_DIRECTIONS_:
Reproduce the lines of the records verbatim, starting at the line that contains "8, row 229." and ending at the line that contains "column 615, row 230", with both of those lines included.

_SOURCE MATERIAL_:
□ □ □ □
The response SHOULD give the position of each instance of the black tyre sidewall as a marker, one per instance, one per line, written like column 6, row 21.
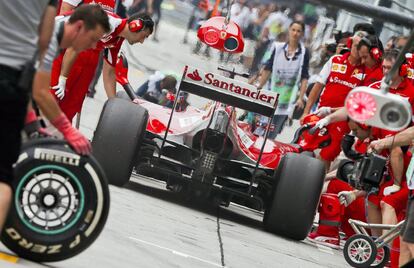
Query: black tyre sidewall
column 297, row 187
column 372, row 257
column 118, row 138
column 36, row 246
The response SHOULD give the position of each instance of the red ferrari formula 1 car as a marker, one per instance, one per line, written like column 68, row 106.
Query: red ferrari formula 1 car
column 210, row 154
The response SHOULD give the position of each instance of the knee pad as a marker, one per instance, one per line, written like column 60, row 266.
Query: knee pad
column 330, row 208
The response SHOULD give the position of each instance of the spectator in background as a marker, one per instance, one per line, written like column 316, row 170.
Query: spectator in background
column 287, row 69
column 390, row 43
column 400, row 41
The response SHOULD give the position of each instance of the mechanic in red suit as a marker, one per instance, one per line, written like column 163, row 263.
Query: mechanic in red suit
column 388, row 206
column 340, row 74
column 69, row 5
column 72, row 73
column 370, row 50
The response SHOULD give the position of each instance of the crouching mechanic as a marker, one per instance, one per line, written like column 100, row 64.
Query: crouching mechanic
column 73, row 73
column 384, row 207
column 80, row 31
column 403, row 138
column 340, row 75
column 24, row 27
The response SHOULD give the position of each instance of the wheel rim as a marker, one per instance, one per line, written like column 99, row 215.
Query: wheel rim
column 380, row 257
column 359, row 251
column 49, row 199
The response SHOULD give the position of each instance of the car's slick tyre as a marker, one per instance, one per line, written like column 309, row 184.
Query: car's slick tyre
column 118, row 138
column 60, row 203
column 297, row 188
column 360, row 251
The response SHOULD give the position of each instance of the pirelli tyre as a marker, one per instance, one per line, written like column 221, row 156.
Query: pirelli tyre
column 60, row 205
column 118, row 138
column 297, row 187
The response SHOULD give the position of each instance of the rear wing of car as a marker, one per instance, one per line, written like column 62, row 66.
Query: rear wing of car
column 229, row 91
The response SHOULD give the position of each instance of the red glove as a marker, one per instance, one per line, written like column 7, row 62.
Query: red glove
column 32, row 126
column 72, row 135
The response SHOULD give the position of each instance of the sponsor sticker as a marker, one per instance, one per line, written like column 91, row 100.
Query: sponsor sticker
column 57, row 156
column 230, row 86
column 247, row 142
column 339, row 68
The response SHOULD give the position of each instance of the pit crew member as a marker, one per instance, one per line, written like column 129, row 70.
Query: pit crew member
column 18, row 22
column 287, row 69
column 72, row 74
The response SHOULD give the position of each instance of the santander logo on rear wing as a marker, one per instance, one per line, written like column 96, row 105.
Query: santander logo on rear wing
column 230, row 91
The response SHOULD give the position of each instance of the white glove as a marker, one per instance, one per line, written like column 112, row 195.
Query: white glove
column 391, row 189
column 323, row 111
column 60, row 88
column 322, row 123
column 346, row 197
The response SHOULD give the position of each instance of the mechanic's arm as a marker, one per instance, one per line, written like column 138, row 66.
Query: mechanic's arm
column 68, row 60
column 150, row 10
column 57, row 118
column 66, row 7
column 263, row 77
column 109, row 79
column 303, row 85
column 42, row 96
column 313, row 97
column 397, row 164
column 46, row 29
column 67, row 63
column 304, row 80
column 403, row 138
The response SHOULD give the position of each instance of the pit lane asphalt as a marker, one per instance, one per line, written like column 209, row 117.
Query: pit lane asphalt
column 151, row 227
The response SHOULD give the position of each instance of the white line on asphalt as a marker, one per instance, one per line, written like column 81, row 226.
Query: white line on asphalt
column 175, row 252
column 325, row 249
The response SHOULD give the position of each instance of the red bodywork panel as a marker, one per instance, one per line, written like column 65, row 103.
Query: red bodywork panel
column 247, row 144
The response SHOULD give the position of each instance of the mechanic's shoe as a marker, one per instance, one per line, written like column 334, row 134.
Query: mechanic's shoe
column 332, row 242
column 91, row 93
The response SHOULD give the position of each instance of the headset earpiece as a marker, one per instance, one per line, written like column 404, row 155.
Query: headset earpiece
column 376, row 53
column 136, row 25
column 349, row 43
column 404, row 70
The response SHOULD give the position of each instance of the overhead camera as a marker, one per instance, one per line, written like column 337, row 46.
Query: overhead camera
column 361, row 171
column 378, row 109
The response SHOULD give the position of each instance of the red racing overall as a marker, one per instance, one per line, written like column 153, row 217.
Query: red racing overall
column 83, row 70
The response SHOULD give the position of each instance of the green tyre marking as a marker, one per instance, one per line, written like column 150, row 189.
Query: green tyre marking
column 21, row 213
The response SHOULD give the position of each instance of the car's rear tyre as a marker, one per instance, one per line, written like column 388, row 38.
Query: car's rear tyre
column 123, row 95
column 298, row 183
column 60, row 205
column 118, row 138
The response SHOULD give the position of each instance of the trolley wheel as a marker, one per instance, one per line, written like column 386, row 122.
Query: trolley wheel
column 360, row 251
column 383, row 256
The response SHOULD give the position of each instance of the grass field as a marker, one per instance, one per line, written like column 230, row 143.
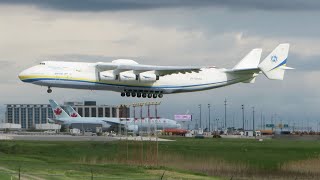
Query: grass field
column 185, row 158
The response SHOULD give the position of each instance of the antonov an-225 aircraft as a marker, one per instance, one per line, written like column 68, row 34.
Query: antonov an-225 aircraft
column 137, row 80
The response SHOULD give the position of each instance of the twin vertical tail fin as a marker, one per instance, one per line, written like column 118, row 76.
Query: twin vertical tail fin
column 274, row 65
column 57, row 110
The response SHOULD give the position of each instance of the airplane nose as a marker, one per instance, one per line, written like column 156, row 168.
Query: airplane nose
column 178, row 126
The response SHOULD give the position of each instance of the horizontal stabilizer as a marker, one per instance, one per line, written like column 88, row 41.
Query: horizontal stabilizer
column 250, row 61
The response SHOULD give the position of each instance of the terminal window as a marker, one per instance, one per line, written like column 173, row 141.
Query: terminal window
column 100, row 112
column 107, row 112
column 93, row 112
column 86, row 112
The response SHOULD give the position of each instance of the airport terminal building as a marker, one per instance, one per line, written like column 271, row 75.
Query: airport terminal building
column 28, row 115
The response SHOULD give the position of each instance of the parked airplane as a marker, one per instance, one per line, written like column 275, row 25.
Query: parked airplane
column 106, row 122
column 137, row 80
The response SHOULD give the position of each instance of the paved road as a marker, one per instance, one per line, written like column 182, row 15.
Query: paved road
column 61, row 138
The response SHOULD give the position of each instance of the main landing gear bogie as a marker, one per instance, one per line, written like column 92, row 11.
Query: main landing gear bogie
column 49, row 90
column 142, row 94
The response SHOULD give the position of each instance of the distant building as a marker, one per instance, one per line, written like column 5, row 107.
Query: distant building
column 28, row 115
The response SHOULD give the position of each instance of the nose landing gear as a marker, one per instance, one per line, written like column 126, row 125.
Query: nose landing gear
column 49, row 90
column 142, row 94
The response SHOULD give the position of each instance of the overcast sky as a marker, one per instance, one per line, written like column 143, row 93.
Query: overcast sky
column 168, row 32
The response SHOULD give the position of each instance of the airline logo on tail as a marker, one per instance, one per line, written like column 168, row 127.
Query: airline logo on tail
column 57, row 111
column 74, row 115
column 274, row 58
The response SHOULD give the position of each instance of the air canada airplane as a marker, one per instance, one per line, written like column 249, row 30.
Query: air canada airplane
column 131, row 124
column 137, row 80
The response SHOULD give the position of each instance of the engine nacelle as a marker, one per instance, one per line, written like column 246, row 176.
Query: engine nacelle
column 107, row 76
column 148, row 77
column 133, row 128
column 126, row 76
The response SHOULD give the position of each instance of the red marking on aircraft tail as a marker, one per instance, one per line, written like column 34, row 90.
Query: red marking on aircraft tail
column 57, row 111
column 74, row 115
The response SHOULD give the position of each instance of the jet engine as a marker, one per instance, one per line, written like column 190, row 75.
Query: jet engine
column 126, row 76
column 133, row 128
column 148, row 77
column 107, row 76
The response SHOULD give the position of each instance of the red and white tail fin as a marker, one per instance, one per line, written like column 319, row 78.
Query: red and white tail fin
column 72, row 113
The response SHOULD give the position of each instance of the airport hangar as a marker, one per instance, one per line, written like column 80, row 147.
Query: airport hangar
column 30, row 116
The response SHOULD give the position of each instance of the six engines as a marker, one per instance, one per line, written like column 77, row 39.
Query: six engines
column 128, row 76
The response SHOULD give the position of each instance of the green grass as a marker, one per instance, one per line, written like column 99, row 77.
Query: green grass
column 186, row 157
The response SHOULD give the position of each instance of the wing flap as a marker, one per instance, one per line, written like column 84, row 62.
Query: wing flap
column 138, row 68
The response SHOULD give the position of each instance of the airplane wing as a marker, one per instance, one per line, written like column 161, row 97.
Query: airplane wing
column 243, row 71
column 139, row 68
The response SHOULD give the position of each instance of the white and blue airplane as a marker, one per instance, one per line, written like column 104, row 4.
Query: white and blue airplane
column 137, row 80
column 131, row 124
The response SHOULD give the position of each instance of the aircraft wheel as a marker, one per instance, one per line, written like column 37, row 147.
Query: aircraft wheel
column 49, row 90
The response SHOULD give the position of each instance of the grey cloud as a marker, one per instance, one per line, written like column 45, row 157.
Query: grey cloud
column 118, row 5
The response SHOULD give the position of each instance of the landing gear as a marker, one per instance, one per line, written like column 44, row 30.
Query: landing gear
column 146, row 94
column 49, row 90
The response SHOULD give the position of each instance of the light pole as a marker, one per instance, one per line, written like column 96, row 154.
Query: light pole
column 209, row 117
column 225, row 113
column 200, row 115
column 253, row 119
column 242, row 107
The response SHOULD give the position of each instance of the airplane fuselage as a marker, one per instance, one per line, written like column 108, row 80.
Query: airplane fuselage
column 129, row 123
column 79, row 75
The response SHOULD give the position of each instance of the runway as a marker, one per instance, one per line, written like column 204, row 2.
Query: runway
column 75, row 138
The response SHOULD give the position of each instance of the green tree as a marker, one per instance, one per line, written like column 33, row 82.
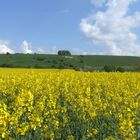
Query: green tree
column 64, row 53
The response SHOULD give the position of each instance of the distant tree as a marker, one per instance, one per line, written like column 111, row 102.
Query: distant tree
column 109, row 68
column 64, row 53
column 7, row 53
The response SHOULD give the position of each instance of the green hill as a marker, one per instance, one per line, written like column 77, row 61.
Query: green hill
column 88, row 62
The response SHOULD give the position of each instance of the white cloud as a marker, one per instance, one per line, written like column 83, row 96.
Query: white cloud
column 98, row 3
column 64, row 11
column 26, row 47
column 111, row 30
column 4, row 47
column 40, row 50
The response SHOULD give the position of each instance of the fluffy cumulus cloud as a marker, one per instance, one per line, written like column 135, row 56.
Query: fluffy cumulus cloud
column 111, row 30
column 4, row 47
column 98, row 3
column 26, row 47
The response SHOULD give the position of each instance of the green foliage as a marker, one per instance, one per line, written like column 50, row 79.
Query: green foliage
column 84, row 62
column 64, row 53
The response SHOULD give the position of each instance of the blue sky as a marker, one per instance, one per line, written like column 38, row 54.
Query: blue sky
column 45, row 26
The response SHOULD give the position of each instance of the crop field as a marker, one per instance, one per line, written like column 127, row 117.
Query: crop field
column 69, row 105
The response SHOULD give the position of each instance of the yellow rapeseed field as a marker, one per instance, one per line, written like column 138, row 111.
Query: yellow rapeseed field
column 69, row 105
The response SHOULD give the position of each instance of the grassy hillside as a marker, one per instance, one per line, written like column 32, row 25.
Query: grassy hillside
column 88, row 62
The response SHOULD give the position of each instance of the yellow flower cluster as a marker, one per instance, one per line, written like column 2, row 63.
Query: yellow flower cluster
column 64, row 104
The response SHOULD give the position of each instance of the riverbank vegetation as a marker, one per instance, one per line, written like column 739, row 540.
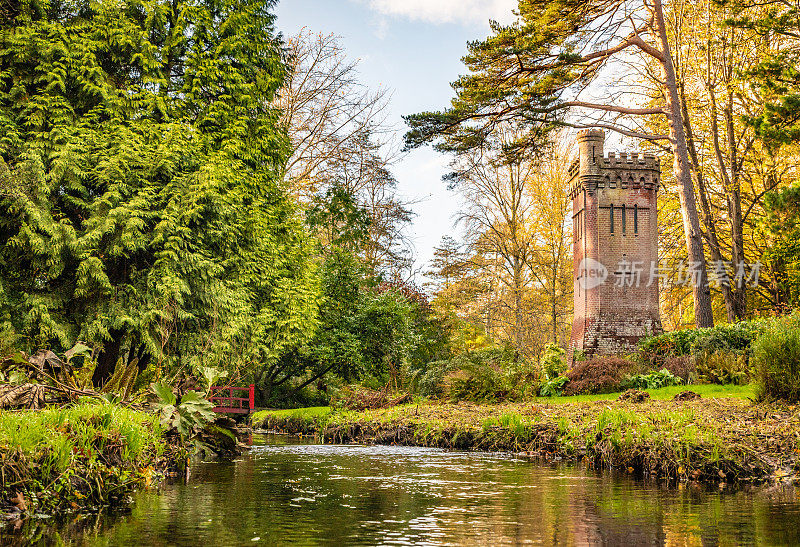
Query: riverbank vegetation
column 85, row 456
column 717, row 437
column 202, row 201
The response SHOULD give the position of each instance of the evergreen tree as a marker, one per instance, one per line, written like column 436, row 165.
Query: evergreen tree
column 141, row 209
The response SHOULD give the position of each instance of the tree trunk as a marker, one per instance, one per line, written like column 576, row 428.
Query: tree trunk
column 691, row 222
column 705, row 207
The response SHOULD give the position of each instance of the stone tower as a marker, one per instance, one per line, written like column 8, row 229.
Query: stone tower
column 615, row 247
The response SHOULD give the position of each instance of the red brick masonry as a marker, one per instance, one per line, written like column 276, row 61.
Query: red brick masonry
column 615, row 230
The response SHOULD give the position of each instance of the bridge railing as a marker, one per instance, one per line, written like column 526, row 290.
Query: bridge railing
column 230, row 403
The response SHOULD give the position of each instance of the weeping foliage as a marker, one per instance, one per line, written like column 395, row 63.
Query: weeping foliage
column 140, row 207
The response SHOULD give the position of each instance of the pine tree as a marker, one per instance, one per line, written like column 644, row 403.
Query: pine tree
column 141, row 208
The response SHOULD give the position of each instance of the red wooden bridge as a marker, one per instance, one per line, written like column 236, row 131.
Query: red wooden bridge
column 231, row 404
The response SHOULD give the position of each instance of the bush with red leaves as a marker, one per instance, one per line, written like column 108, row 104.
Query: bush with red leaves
column 597, row 375
column 409, row 290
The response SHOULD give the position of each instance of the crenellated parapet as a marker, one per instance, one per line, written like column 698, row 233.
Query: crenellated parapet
column 615, row 235
column 623, row 170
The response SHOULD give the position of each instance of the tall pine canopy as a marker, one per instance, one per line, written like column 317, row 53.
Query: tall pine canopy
column 140, row 205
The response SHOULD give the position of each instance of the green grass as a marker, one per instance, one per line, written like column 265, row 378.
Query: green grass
column 704, row 390
column 90, row 452
column 304, row 415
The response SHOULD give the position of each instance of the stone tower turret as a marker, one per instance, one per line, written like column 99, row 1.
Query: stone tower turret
column 615, row 247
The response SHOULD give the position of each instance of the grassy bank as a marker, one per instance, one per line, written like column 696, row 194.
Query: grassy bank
column 722, row 437
column 79, row 457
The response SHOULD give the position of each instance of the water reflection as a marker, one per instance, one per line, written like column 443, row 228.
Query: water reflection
column 283, row 492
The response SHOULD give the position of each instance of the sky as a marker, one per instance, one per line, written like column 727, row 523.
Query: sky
column 413, row 48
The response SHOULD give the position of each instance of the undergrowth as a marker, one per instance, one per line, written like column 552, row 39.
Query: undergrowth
column 89, row 454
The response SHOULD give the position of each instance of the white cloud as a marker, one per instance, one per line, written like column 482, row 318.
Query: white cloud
column 445, row 11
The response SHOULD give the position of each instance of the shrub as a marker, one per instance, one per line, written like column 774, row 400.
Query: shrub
column 477, row 382
column 723, row 367
column 651, row 380
column 597, row 375
column 552, row 362
column 485, row 375
column 554, row 387
column 725, row 337
column 682, row 366
column 776, row 360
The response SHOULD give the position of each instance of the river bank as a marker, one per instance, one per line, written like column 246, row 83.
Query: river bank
column 710, row 440
column 81, row 457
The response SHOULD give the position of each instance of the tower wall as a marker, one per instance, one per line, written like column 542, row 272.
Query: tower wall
column 616, row 301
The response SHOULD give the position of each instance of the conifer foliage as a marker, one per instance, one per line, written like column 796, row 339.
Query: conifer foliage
column 140, row 206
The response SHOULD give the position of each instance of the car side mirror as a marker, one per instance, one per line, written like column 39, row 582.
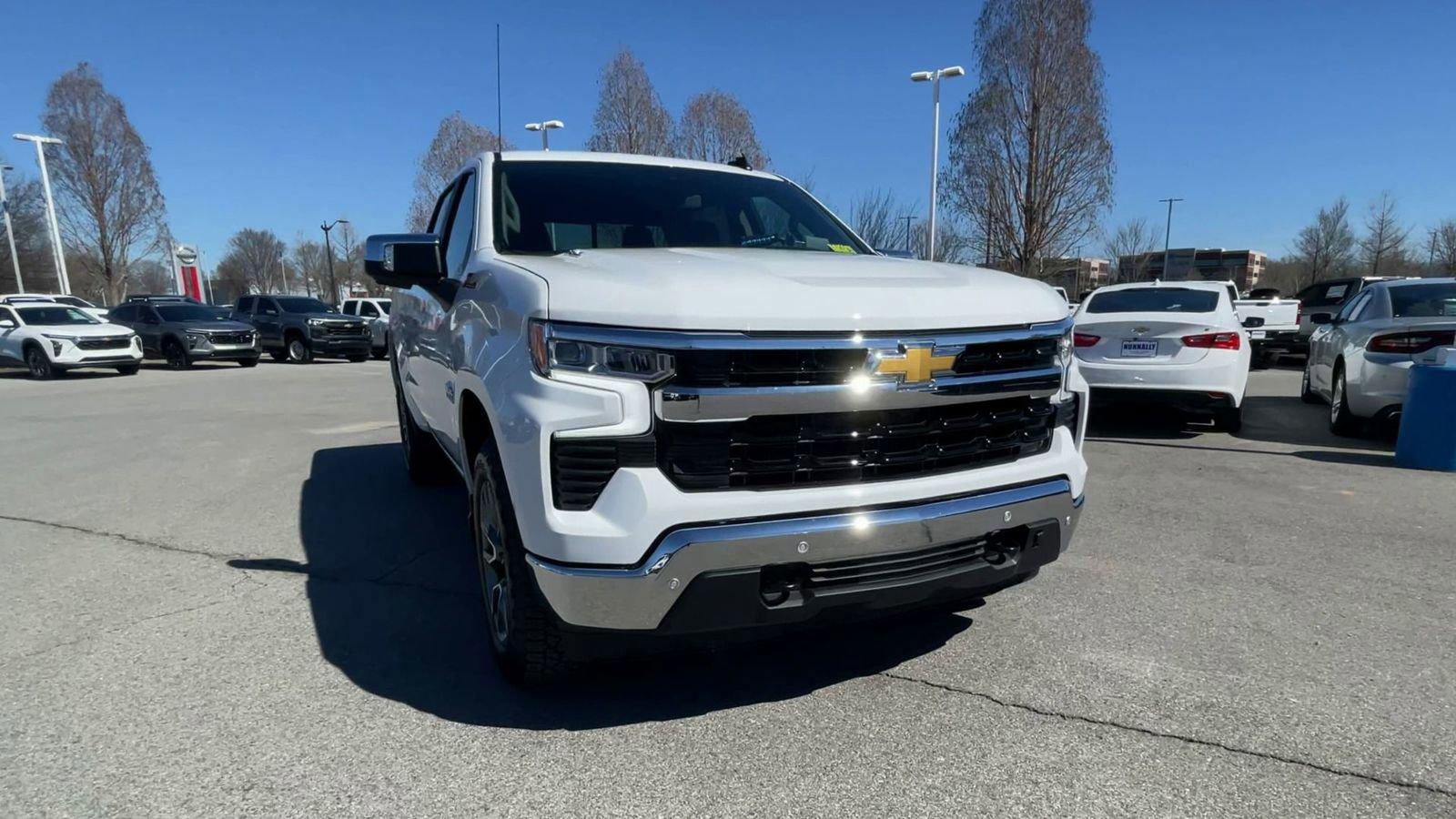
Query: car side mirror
column 404, row 259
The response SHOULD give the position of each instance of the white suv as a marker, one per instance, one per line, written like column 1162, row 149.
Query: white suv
column 689, row 399
column 51, row 339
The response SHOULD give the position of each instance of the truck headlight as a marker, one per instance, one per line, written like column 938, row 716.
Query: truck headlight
column 602, row 358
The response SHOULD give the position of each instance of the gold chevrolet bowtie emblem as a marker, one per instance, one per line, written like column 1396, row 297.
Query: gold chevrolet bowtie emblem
column 917, row 365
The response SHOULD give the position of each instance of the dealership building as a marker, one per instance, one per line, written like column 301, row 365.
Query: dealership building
column 1193, row 264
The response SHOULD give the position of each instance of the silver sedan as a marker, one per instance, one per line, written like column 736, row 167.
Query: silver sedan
column 1361, row 359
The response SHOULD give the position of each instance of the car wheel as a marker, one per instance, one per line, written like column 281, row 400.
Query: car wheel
column 40, row 365
column 524, row 636
column 298, row 351
column 175, row 354
column 424, row 460
column 1341, row 420
column 1229, row 419
column 1305, row 394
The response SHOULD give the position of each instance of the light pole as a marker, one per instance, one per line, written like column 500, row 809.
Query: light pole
column 50, row 207
column 328, row 251
column 907, row 217
column 9, row 230
column 545, row 128
column 934, row 77
column 1168, row 232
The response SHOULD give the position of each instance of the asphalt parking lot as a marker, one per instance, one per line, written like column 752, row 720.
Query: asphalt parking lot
column 223, row 596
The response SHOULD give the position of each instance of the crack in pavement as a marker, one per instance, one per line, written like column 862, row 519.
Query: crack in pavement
column 1174, row 736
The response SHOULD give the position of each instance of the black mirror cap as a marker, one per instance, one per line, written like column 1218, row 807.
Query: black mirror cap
column 404, row 259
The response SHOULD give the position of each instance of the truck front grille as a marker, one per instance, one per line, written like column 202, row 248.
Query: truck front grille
column 844, row 448
column 109, row 343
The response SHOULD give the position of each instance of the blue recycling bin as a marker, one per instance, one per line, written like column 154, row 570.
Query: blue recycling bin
column 1429, row 420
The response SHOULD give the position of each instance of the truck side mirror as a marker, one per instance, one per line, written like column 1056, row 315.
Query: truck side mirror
column 404, row 259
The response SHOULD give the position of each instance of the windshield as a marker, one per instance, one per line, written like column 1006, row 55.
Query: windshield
column 55, row 317
column 1423, row 300
column 303, row 305
column 548, row 207
column 1155, row 300
column 187, row 312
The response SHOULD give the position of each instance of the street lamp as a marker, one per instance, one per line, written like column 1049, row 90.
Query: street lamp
column 50, row 207
column 328, row 249
column 545, row 128
column 9, row 230
column 1168, row 232
column 934, row 77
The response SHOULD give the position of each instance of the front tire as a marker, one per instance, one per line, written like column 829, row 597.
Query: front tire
column 524, row 636
column 38, row 365
column 1341, row 420
column 298, row 350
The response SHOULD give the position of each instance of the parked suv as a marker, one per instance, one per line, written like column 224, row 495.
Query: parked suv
column 688, row 399
column 300, row 329
column 184, row 332
column 376, row 312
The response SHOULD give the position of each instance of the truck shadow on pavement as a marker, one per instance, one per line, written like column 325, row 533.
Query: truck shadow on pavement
column 393, row 592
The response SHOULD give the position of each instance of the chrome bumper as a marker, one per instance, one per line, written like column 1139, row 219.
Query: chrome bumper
column 640, row 598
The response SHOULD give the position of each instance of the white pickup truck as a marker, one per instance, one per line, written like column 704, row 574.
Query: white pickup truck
column 1273, row 327
column 688, row 399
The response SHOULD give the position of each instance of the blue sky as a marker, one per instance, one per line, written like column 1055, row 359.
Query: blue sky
column 280, row 114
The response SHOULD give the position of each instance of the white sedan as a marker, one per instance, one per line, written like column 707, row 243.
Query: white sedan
column 1178, row 344
column 1360, row 359
column 50, row 339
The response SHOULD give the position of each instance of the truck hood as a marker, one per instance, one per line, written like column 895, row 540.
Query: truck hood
column 732, row 288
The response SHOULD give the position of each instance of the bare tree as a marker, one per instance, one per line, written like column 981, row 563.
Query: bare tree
column 954, row 241
column 1383, row 242
column 1030, row 160
column 630, row 114
column 1325, row 247
column 717, row 127
column 1135, row 239
column 109, row 200
column 251, row 264
column 456, row 142
column 875, row 216
column 1443, row 248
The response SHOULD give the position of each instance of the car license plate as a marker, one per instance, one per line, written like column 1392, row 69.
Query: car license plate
column 1139, row 349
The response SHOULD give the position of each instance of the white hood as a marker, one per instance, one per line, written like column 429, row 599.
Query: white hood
column 732, row 288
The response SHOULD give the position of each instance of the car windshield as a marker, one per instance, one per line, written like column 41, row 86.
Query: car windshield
column 1423, row 300
column 55, row 317
column 1155, row 300
column 616, row 205
column 303, row 305
column 187, row 312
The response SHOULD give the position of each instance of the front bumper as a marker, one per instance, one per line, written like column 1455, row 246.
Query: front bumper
column 784, row 570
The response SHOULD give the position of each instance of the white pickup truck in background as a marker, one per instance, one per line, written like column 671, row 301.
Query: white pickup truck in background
column 1273, row 327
□ □ □ □
_CORRECT RESULT_:
The response SHOULD give the position of each instance of the stone tower as a marker, one per instance, one per line, written like column 8, row 229.
Query: stone tower
column 615, row 247
The response SHOULD give the position of each instance of the red brick masonry as a marker, one per instance, one per line, written like column 276, row 61.
Query: red brick masonry
column 615, row 230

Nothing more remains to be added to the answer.